EXERCISE INSTRUCTIONS => Translate this sentence from the article on charity fundraising below into Spanish: "One of the clear messages coming through, not only from charities in the UK but also in other parts of the Commonwealth and in foreign countries, is that too many charities are relying on too few different fundraising sources."

━━ GIVEN PASSAGE

Last month I wrote about the challenges facing charities during the coronavirus crisis, in particular the small charities that form the majority of Minerva’s clients.
Harold Wilson once said, “A week is a long time in politics” – to which we might now add “A month is a long time in a virus epidemic”.
One of the clear messages coming through, not only from charities in the UK but also in other parts of the Commonwealth and in foreign countries, is that too many charities are relying on too few different fundraising sources.
Recently I read a report by the Director of Fundraising of an American charity, bemoaning the fact that he had lost 25% of his charity’s $1 million annual income, owing to the fact that he had had to cancel an annual fundraising event because of the coronavirus epidemic. Whilst we may admire the fact that he could raise such a sum in the course of one event, his decision to have so many of his financial eggs in one basket is highly questionable.

━━━━
━━ MATERIAL PROVIDED

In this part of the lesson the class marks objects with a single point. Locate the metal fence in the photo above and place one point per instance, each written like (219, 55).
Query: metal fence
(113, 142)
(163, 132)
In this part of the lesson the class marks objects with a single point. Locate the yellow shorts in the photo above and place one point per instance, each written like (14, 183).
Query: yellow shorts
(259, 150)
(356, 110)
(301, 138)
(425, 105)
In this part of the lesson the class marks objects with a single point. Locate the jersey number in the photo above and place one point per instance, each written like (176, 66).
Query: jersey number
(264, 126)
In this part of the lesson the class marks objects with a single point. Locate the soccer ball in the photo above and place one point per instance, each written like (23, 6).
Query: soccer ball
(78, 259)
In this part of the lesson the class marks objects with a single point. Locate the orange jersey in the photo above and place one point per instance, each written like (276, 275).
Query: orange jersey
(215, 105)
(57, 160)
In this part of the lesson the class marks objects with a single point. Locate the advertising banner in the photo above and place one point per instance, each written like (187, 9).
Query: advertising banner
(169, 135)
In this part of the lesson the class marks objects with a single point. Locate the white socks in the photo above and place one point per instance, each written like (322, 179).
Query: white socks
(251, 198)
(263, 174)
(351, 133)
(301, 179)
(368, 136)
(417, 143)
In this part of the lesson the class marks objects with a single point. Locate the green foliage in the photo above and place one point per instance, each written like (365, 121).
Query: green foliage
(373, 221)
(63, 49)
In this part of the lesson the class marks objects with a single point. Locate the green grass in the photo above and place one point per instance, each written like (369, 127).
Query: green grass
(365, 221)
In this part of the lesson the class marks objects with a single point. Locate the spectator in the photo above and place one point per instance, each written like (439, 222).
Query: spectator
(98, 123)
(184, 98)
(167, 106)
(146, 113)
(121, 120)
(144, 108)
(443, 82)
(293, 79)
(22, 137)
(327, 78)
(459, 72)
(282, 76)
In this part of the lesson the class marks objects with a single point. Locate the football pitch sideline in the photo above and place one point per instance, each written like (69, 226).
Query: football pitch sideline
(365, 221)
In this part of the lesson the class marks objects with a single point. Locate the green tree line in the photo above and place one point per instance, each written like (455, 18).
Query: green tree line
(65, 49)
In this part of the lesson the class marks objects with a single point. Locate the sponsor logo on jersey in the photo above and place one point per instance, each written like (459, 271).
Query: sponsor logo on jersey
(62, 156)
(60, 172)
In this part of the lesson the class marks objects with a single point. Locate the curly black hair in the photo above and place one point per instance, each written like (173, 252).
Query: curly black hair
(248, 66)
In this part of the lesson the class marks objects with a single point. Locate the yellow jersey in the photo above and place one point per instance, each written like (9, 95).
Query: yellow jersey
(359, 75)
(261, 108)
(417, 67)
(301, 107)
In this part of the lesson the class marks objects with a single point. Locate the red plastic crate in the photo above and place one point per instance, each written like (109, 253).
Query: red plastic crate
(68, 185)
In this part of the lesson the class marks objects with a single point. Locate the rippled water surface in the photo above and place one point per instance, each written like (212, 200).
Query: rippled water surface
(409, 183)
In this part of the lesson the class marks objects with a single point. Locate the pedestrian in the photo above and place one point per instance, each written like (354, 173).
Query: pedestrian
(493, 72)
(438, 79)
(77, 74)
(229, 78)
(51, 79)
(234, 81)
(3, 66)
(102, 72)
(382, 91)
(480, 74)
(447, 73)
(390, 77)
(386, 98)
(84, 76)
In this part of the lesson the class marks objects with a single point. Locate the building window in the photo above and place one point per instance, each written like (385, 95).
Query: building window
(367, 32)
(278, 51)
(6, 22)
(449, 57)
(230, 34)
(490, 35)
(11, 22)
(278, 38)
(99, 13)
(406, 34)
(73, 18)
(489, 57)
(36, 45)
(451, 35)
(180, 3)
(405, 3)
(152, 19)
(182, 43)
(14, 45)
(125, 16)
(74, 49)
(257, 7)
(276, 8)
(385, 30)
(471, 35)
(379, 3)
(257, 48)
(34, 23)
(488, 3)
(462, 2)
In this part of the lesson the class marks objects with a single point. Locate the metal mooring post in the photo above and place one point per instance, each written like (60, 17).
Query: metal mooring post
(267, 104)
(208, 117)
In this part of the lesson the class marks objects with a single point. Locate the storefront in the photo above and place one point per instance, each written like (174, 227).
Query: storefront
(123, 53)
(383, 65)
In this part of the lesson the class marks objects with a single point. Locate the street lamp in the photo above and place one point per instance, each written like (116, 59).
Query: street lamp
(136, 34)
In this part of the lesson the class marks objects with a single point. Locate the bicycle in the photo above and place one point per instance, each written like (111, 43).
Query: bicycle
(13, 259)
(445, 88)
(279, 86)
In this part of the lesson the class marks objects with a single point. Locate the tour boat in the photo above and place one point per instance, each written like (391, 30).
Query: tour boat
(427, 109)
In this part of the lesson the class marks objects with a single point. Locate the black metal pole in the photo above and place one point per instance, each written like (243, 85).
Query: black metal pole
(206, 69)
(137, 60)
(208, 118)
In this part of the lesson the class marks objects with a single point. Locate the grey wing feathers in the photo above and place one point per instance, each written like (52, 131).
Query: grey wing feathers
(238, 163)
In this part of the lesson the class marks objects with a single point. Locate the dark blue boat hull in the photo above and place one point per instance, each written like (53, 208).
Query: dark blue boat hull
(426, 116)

━━━━
━━ MATERIAL PROVIDED

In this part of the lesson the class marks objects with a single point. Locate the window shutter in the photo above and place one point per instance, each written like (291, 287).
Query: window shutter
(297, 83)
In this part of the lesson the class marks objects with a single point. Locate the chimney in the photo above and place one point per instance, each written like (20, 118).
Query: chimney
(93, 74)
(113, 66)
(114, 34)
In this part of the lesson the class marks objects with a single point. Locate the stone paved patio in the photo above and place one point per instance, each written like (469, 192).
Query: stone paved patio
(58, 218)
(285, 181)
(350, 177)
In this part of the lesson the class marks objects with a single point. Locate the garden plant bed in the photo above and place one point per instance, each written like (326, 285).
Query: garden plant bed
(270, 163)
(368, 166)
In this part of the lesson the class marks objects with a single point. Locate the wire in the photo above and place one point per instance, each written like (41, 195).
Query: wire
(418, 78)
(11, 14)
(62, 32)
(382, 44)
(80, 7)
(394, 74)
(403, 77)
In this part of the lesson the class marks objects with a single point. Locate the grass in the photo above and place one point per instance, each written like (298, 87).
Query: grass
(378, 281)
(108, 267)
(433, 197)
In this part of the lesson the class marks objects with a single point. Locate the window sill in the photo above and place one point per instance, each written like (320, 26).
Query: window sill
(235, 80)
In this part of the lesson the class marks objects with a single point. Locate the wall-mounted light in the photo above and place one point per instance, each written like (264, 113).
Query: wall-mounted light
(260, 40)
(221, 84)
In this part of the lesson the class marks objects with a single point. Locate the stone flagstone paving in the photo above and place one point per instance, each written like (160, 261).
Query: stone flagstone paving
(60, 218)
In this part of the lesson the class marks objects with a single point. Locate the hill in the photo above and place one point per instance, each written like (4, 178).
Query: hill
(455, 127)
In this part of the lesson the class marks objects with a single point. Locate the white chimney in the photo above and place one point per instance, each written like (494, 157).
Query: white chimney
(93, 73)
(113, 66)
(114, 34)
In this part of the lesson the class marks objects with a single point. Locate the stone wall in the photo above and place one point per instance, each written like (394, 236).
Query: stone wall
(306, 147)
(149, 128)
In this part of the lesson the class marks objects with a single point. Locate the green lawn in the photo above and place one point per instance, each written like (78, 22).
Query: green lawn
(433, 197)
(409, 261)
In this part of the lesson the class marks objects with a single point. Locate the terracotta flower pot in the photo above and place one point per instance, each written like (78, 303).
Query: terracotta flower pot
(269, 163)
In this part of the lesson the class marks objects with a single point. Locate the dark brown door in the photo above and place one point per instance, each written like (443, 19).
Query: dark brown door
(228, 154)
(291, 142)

━━━━

SOLUTION TO THE PROBLEM => Uno de los mensajes claros que están llegando, no solo de las organizaciones benéficas del Reino Unido sino también de otras partes de la Commonwealth y de países extranjeros, es que demasiadas organizaciones benéficas dependen de muy pocas fuentes de recaudación de fondos distintas.